The main issue I have come across on these units is that the piston body and some parts are cast out of cheap pot metal. The pot metal body pits if the unit stands for an extended period of time without some sort of lube run through it. I've repaired a couple of nice Karcher units that were given to me because they sat and the pressure pump stopped working. When you pull the pistons it's obvious why they are sticking. 

 I've done enough of these repairs to say "basta" and am getting rid of gasoline motors as well. The pressure washer has a new home and the splitter will be next this year. We now have a tool library where I can borrow an electric pressure washer for free when I need it and I started buying wood when my chiropractor said to stop acting like a 30 yr old. 

Pressure washer pump lube
Amazon product


----------



## ben94122 (Apr 2, 2020)

Highbeam said:


> I don’t understand the problem with “maintaining” yet another small engine. There’s nothing to maintain, this isn’t 1970. Change the oil once after break in and that’s more than most people. Then just use the same stabilizes fuel as your other engines or run it out when done. It will outlast the pressure pump.

☆ ☆ ☆ ☆

Work to complete:
Reproduce the forum thread on pressure washer pumps word for word, from "I've done enough" up to and including "(Apr 2, 2020)".

☆ ☆ ☆ ☆

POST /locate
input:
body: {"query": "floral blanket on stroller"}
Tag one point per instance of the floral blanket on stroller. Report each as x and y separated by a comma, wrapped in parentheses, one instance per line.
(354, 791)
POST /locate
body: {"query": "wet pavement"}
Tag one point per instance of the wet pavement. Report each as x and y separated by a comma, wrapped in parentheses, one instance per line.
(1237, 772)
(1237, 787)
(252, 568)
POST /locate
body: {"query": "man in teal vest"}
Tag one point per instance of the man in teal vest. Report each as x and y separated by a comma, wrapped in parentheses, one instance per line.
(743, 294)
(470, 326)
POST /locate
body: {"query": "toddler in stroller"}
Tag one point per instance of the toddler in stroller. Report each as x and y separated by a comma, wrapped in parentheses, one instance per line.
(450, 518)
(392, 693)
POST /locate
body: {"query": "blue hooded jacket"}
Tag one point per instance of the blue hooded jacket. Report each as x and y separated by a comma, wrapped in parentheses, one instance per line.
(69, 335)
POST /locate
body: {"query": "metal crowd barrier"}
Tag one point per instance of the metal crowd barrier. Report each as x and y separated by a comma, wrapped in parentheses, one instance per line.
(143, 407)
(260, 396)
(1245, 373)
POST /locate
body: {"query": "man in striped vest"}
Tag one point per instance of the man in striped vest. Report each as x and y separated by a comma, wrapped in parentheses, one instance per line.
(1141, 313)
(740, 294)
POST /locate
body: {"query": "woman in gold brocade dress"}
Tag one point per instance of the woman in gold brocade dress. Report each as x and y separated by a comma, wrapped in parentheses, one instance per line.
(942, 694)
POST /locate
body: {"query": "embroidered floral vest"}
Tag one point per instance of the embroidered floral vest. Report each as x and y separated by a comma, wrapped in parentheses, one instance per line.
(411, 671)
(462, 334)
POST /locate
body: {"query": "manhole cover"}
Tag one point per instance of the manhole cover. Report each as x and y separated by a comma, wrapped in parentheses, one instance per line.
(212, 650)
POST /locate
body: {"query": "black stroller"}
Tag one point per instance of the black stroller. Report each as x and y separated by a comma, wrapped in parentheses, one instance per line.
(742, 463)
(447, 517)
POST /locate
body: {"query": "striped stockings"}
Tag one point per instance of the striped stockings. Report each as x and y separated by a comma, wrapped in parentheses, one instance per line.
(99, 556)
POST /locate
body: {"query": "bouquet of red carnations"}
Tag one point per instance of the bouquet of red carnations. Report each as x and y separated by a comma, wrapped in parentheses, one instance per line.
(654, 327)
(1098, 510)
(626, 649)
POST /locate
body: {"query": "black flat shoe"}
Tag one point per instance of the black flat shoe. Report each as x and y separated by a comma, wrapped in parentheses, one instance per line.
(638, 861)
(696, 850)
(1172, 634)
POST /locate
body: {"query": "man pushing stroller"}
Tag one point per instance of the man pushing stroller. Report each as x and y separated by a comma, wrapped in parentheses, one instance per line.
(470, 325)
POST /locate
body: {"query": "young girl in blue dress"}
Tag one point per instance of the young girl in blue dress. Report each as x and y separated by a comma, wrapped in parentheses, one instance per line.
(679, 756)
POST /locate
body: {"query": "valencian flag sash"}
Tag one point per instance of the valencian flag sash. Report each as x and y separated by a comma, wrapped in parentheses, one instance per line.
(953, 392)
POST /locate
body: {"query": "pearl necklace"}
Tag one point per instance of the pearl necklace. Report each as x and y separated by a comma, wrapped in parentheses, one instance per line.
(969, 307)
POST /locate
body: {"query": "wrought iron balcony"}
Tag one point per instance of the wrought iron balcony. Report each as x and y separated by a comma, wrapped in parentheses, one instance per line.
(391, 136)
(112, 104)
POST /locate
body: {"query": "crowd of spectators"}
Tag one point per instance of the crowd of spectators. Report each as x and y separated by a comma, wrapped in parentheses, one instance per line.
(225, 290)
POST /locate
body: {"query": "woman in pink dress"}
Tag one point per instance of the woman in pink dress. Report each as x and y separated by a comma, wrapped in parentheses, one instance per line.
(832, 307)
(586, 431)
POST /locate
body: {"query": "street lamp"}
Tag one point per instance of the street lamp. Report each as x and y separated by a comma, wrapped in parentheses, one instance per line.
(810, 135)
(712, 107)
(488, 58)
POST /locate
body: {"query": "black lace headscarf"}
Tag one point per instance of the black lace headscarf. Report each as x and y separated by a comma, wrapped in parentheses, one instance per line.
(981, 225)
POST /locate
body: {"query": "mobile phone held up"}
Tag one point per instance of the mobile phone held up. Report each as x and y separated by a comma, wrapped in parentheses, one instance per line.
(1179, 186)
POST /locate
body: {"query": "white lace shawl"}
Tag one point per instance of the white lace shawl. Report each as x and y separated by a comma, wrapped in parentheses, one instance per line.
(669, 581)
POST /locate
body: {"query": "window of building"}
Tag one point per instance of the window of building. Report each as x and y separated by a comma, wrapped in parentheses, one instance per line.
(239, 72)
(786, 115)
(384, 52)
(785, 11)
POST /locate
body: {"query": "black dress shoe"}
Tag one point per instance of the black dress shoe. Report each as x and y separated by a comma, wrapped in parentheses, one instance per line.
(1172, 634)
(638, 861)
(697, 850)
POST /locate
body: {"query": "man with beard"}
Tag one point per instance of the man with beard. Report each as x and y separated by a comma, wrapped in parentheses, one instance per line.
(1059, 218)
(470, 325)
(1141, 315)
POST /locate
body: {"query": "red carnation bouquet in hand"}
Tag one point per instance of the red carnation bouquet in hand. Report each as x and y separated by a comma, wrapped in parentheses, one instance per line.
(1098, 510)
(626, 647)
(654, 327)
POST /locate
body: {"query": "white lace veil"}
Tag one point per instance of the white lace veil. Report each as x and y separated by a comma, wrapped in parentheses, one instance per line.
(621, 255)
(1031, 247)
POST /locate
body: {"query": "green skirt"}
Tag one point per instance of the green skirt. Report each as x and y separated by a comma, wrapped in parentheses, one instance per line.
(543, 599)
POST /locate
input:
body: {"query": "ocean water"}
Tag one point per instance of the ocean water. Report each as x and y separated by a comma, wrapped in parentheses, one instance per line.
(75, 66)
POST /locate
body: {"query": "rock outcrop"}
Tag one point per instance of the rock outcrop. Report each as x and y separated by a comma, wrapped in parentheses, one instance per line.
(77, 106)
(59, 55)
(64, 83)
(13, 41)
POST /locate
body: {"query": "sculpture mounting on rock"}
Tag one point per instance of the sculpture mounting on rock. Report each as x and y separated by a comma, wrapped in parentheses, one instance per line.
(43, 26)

☆ ☆ ☆ ☆

Exercise answer:
I've done enough of these repairs to say "basta" and am getting rid of gasoline motors as well. The pressure washer has a new home and the splitter will be next this year. We now have a tool library where I can borrow an electric pressure washer for free when I need it and I started buying wood when my chiropractor said to stop acting like a 30 yr old. 

Pressure washer pump lube
Amazon product


----------



## ben94122 (Apr 2, 2020)